## [Task set]
A - In the post about finishing the Khatima draft, take everything from "And, of course, a" down to "to note them." and write it out again, swapping "story" for "tale".
B - Write the next part of the post about finishing the Khatima draft, picking up after its last sentence.

** start of Excerpted passage **

DONE.

May 13th, 2009

Wrapped the first draft of Khatima today. It stands at 79,000 words, making it a rather short novel, but still long enough to be called a novel by most publishers’ standards. I read somewhere that publishers were wanting shorter books these days, what with the systemic failure of Earth’s economy. Price of paper is going up and all that.

And, of course, a story should always be exactly as long as it is. When you run out of story, stop writing. This story had about 79k in it, and that’s where I stopped. So I’m not worried about the shorter length. (Papillon ended at 112k.)

Wow. My brain is fried.

Certain books went into the writing of this Khatima, and I’d like to note them.

** end of Excerpted passage **
** start of Data listing **

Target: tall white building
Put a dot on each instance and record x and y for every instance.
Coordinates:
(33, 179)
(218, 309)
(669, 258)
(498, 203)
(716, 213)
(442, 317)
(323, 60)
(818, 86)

** end of Data listing **

## [Answer list]
A -
And, of course, a tale should always be exactly as long as it is. When you run out of tale, stop writing. This tale had about 79k in it, and that’s where I stopped. So I’m not worried about the shorter length. (Papillon ended at 112k.)

Wow. My brain is fried.

Certain books went into the writing of this Khatima, and I’d like to note them.

B -
Books that directly or indirectly inspired Khatima were:

  • Rice, by Su Tong. Some guy, Five Dragons, rises to the top of an occupation-era Chinese city by virtue of his utter ruthlessness and unscrupulousness. This gave me the idea of an unsympathetic protagonist, someone unconstrained by morals - a sort of Nietzchean superman. (After having this idea, I referred, mentally, I suppose, to Crime and Punishment, the original text that critiques the superman concept.)
  • Barry Lyndon, by William Makepeace Thackeray - ditto. A totally repellent protagonist, an unreliable narrator who twists his account to make himself look good, though his horribleness usually shows through. Thanks to Joel, who gave me this as a Christmas present!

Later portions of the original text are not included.